____ Texto fornecido

Edna Soares revela que, no ano de 2019, “as visitas e provas eram diárias e o turismo seguia a um ritmo alucinante. Havia uma grande perspetiva para o futuro, mas em 2020 tudo mudou”. Recorde-se que, em 2020, o número de chegadas a Portugal de turistas não residentes tinha atingido 6,5 milhões, correspondendo a uma diminuição de 73,7% face a 2019, segundo os dados do Instituto Nacional de Estatística (INE).

“Para a Quinta, turisticamente falando, o ano modelo foi 2019, o ano terrível foi 2020, nem o verão salvou o resto do ano, e por fim, 2021, que começou muito mal, mas a partir de agosto foi surpreendente, as visitas apareceram em dobro, e registou-se um aumentou do número de visitantes portugueses”, explica a guia turística.

Contrariamente ao esperado, o presidente da Turismo Porto e Norte, Luís Pedro Martins, em declarações afirmou que o Douro, Minho e Trás-os-Montes, em 2020, alcançaram taxas de ocupação superiores a 95% o que, em oposição com os 15% das grandes cidades, se revela muito superior. Neste sentido, a aposta em casas de turismo por parte da Quinta do Monte Travesso revela-se, à partida, vantajoso.

Local de receção aos Turistas para visitas e provas de vinho

Sustentabilidade ambiental e económica

A preocupação com meio ambiente cada vez mais é assunto. Decerto que em 1896 a preocupação não era tanta como hoje, quem o diz é Salete Cardoso deixando claro que “primeira não havia problema com nada, existia liberdade total”, mas hoje em dia já não é bem assim. Bernardo Nápoles de Carvalho, esclarece que “sempre houve uma preocupação ambiental, principalmente na parte da viticultura. Há um cuidado em manter os pulverizadores calibrados para deitar só aquilo que é estritamente necessário para a videira e não andar a gastar calda a mais nos tratamentos”, afirmação que Salete Cardoso complementa, assumindo que “atualmente até na vinha se faz reciclagem e, pode parecer que isso dá mais trabalho, mas é mentira. Aliás, até compensa porque a vinha fica mais limpa e o serviço é muito mais eficaz”.

Apostar em castas certas, melhorar os pontos de água e produzir azeite 100% biológico, são algumas das medidas adotadas. Também no turismo foram implementadas medidas, com a colocação de painéis solares, nas casas de campo e a oferta de bicicletas para circular no terreno, evitando os carros. Para o proprietário, estas “são pequenas iniciativas que acabam por fazer a diferença”.

Para além deste tipo de preocupação, Bernardo Nápoles de Carvalho diz que “muitas das vezes o fator económico é esquecido e a verdade, é a sustentabilidade económica, é tão importante como a ambiental”. Como justificação, o dono reforça a importância da criação de postos de trabalho, o aproveitamento total dos espaços com novos negócios, esclarecendo que “se houvesse uma acomodação e não uma evolução, a quinta era altamente insustentável”. O proprietário acredita que “a produção e engarrafamento de vinho e azeite, assim como a casa que recebe turistas, é uma forma de sustentabilidade económica da exploração, que se fosse de outra maneira não o era”.

________

> _Objetivo do exercício_
Transcreva sem alterações todo o trecho do texto sobre a Quinta do Monte Travesso desde "Edna Soares revela" até "a guia turística.", inclusive.

____ Amostras de dados

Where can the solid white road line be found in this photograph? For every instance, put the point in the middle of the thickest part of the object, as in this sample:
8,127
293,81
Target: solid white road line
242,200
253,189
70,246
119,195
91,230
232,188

________

> _Resposta escrita_
Edna Soares revela que, no ano de 2019, “as visitas e provas eram diárias e o turismo seguia a um ritmo alucinante. Havia uma grande perspetiva para o futuro, mas em 2020 tudo mudou”. Recorde-se que, em 2020, o número de chegadas a Portugal de turistas não residentes tinha atingido 6,5 milhões, correspondendo a uma diminuição de 73,7% face a 2019, segundo os dados do Instituto Nacional de Estatística (INE).

“Para a Quinta, turisticamente falando, o ano modelo foi 2019, o ano terrível foi 2020, nem o verão salvou o resto do ano, e por fim, 2021, que começou muito mal, mas a partir de agosto foi surpreendente, as visitas apareceram em dobro, e registou-se um aumentou do número de visitantes portugueses”, explica a guia turística.